** BEGIN RECORDS PROVIDED **
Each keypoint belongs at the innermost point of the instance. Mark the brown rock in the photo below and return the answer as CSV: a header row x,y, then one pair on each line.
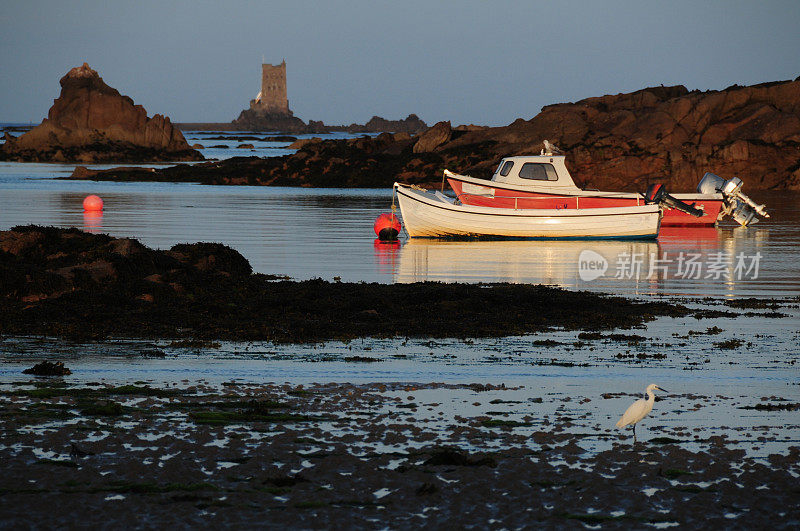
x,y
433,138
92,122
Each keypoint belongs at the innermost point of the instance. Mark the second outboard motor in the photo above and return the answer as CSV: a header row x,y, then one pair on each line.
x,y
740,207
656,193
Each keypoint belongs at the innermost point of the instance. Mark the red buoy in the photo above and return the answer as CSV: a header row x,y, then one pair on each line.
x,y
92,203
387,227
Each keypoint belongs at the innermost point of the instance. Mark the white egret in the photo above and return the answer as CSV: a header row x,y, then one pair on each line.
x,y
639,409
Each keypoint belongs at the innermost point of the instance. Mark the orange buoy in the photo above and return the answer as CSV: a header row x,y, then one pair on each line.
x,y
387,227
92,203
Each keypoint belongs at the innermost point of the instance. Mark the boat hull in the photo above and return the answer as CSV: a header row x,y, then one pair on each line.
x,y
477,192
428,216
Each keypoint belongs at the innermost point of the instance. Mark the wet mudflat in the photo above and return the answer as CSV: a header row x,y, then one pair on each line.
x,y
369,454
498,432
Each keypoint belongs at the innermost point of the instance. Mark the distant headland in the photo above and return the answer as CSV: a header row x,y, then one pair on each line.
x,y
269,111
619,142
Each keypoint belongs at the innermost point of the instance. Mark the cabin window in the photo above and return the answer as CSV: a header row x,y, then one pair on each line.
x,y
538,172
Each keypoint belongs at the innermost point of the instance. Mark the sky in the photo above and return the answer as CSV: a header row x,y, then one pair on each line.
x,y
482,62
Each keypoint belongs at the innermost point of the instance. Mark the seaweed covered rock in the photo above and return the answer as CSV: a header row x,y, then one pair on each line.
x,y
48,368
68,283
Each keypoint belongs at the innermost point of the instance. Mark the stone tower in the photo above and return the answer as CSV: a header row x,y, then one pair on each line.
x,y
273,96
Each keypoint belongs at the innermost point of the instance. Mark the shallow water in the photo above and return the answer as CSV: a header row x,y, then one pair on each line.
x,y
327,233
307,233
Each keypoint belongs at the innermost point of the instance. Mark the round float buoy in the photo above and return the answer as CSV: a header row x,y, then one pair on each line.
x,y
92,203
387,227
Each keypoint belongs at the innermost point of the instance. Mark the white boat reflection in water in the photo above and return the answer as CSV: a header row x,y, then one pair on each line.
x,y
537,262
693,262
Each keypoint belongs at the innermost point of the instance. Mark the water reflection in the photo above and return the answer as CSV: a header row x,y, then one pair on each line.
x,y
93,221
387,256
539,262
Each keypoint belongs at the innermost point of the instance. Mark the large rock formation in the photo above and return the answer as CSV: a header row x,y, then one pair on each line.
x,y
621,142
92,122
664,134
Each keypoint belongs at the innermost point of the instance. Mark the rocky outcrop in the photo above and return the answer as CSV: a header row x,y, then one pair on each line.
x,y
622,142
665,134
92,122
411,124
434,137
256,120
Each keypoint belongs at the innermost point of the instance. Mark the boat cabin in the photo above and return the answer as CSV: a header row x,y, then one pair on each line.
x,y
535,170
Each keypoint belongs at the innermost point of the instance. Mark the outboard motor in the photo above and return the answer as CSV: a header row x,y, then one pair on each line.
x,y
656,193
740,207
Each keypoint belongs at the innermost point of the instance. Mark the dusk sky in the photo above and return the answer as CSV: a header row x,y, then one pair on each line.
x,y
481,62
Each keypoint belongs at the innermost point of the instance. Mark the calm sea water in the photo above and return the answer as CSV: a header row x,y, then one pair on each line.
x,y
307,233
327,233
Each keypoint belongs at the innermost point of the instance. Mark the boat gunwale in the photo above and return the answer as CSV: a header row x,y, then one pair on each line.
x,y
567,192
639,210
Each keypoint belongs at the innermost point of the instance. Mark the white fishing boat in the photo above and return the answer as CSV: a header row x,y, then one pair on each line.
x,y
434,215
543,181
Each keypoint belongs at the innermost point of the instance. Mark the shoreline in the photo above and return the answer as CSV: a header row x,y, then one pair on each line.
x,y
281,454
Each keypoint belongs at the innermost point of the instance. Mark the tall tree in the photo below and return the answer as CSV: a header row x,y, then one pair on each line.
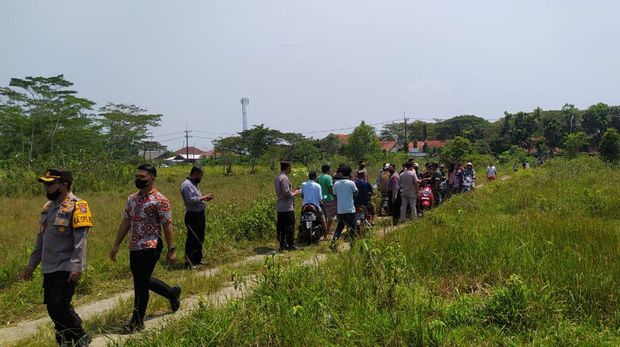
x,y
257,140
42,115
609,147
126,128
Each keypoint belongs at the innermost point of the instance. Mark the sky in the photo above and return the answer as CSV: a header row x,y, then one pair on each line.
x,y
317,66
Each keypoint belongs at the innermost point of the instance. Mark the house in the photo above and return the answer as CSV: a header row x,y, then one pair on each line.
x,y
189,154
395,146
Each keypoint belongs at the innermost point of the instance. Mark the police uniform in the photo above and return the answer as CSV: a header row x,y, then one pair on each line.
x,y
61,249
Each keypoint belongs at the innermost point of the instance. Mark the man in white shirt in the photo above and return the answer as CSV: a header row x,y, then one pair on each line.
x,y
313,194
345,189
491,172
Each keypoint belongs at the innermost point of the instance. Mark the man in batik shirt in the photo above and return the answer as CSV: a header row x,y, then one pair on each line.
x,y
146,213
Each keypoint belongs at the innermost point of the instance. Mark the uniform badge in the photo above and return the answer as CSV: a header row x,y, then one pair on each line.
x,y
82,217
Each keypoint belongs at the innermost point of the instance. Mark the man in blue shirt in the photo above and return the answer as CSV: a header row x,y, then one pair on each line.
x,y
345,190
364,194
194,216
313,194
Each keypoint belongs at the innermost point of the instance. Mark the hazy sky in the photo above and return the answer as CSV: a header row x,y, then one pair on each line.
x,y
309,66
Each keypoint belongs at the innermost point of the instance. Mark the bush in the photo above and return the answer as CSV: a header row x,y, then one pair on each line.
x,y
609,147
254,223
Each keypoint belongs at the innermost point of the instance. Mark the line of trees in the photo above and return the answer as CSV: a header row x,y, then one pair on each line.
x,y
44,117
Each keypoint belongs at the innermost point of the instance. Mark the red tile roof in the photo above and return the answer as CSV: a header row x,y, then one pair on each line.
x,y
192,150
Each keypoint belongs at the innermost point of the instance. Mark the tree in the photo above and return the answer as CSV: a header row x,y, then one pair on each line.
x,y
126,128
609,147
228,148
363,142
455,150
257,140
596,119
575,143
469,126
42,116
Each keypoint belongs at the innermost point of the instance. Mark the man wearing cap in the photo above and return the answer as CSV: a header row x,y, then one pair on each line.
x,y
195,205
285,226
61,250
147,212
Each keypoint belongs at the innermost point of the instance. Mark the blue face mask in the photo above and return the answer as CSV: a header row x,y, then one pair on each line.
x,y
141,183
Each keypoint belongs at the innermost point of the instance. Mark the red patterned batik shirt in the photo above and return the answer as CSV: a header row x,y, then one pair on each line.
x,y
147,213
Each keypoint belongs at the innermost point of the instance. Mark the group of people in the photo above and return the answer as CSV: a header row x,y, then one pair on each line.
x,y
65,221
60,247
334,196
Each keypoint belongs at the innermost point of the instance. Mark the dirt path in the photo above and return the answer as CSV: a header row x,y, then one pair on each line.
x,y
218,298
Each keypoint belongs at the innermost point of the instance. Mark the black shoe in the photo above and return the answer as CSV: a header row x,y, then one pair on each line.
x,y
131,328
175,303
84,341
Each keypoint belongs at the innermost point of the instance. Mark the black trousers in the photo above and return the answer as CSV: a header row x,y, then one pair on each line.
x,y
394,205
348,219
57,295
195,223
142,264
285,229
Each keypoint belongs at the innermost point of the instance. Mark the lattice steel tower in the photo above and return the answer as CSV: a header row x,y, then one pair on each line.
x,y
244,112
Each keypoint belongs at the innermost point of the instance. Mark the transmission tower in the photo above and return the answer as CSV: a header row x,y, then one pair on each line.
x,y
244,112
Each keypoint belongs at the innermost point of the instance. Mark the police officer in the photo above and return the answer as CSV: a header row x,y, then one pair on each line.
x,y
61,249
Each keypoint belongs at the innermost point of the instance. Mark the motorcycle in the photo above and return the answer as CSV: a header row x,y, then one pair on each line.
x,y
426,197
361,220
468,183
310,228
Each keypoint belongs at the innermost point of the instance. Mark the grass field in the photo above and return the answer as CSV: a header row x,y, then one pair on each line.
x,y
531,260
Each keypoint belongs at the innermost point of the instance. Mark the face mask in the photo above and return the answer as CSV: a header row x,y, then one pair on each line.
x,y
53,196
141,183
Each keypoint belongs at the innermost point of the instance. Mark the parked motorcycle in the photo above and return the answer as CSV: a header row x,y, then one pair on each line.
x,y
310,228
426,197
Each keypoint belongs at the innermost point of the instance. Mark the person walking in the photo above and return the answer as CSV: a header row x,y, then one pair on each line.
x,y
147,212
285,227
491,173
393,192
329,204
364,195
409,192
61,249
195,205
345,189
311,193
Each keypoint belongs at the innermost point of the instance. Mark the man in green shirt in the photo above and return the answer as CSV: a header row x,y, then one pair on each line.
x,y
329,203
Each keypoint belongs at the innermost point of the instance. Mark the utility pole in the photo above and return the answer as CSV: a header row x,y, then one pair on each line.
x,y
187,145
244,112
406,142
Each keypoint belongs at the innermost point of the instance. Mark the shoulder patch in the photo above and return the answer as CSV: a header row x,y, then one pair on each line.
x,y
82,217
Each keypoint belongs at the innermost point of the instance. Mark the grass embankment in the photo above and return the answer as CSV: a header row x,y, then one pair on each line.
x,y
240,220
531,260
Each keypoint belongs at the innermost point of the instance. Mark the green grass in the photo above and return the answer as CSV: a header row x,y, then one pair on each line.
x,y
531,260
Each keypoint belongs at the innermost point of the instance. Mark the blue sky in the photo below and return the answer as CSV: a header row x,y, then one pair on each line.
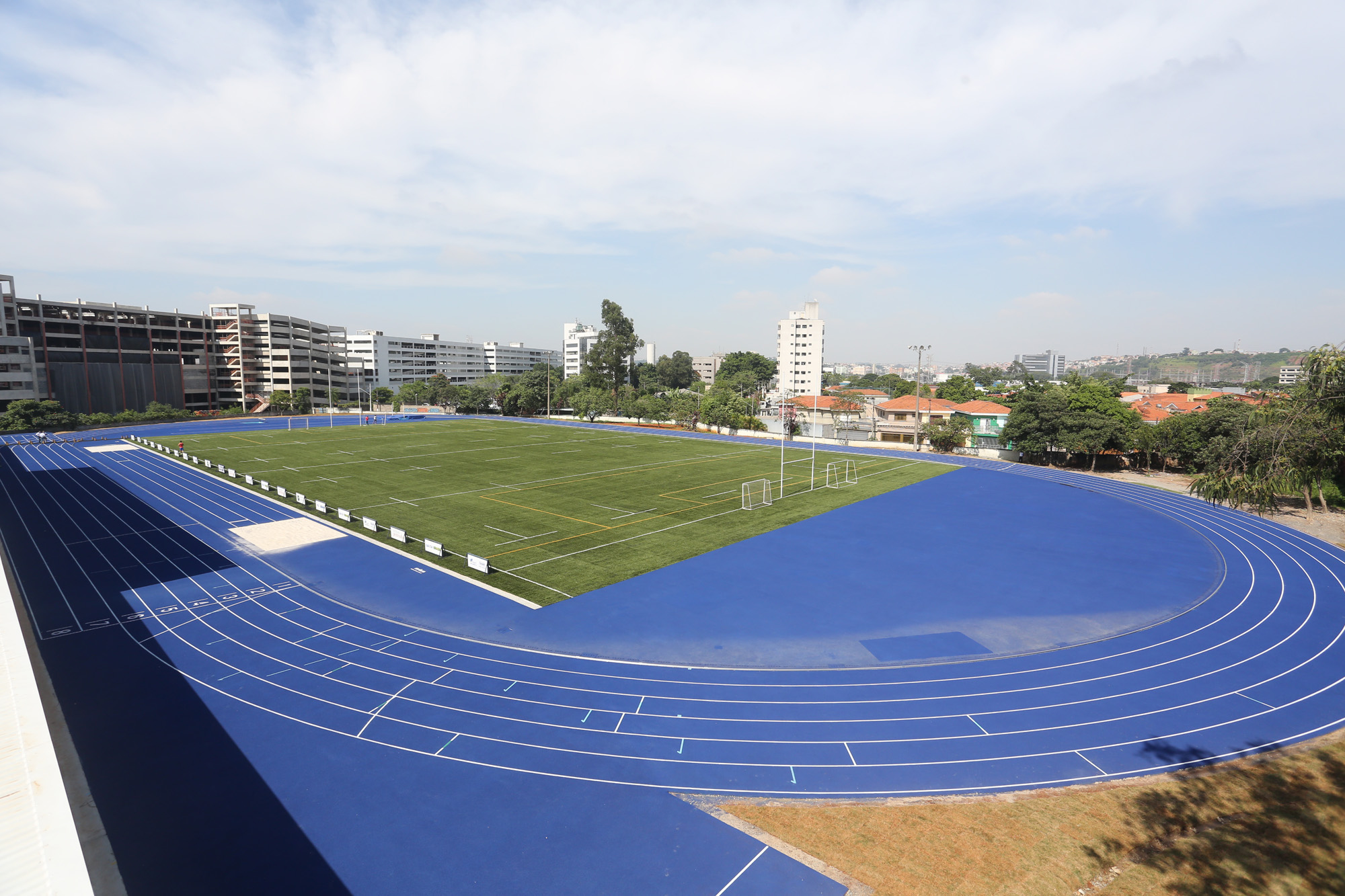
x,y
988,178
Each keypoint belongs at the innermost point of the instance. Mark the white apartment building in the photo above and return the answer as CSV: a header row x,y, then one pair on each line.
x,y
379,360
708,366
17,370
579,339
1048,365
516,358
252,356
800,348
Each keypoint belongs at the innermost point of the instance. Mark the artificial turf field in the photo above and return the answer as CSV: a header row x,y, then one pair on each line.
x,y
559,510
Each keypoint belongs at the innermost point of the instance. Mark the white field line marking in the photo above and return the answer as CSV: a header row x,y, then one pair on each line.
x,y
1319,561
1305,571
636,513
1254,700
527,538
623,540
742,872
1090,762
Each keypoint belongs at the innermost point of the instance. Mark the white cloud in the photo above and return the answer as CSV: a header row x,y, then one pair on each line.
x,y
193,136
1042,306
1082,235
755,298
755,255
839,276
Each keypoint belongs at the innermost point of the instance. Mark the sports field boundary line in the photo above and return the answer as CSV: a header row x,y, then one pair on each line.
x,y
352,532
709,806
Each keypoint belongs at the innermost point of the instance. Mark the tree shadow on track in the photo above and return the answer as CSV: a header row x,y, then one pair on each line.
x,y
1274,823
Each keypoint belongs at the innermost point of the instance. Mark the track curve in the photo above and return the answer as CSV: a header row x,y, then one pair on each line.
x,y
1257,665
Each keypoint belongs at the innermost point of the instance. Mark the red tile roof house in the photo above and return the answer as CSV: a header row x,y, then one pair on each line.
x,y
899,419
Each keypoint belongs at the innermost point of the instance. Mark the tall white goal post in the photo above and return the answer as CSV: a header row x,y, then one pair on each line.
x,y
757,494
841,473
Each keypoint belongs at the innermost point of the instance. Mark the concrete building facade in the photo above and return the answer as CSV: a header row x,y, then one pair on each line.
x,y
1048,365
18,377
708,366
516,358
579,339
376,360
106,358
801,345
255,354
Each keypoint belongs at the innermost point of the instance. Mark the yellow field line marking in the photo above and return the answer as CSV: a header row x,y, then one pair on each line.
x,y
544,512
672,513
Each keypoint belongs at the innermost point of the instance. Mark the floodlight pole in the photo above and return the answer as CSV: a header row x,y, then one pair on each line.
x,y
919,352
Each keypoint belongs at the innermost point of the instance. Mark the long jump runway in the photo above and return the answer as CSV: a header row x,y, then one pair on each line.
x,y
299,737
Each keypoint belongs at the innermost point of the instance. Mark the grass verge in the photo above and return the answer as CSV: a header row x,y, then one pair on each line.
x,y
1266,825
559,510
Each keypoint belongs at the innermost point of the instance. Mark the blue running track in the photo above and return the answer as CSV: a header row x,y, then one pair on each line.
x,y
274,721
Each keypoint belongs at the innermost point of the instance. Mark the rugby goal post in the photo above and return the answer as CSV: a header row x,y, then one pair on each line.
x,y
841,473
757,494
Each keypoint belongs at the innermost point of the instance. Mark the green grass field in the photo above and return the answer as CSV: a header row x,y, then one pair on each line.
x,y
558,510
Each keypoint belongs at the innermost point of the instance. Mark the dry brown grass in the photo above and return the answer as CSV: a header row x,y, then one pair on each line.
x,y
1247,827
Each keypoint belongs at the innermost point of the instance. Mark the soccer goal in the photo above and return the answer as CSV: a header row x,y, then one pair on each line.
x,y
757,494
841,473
** END RECORDS PROVIDED **
> EXERCISE GOAL
Copy, unchanged, every line from the one containing "the grass verge" through the last line of the items, including both ends.

> SOLUTION FOR THIS TASK
Each keypoint belongs at the innermost point of the instance. Mark the grass verge in the photo above and return the answer as CSV: a header row x,y, then one pair on each line.
x,y
1266,825
559,510
Each keypoint belongs at the innermost point of the instance. Mark the blue running track in the photo above and return the answer as CSV: a header row x,y, then one pair on each line.
x,y
274,721
Each keypoint belongs at the innermost point of the instance. Mark the rugby goal post in the photo above and return the answer as CSV: a header row x,y, then one pair on each line.
x,y
841,473
757,494
Each keypoint belongs at the innermost point of the instance. Mark the green grass field in the photo above and return the answer as CSV: a header row x,y, then one pair on each line.
x,y
558,510
Each keypoint belongs at the innermost point of the instance. Mark the dry brown grass in the photo above and return the answer as CSV: a header row x,y, then one pair on each line.
x,y
1247,827
Each keypoint belongs at the innermost point of the instance. Mark the soccer goal in the photo above and return the answer as CSV: a header row x,y, then one pair on each line.
x,y
757,494
841,473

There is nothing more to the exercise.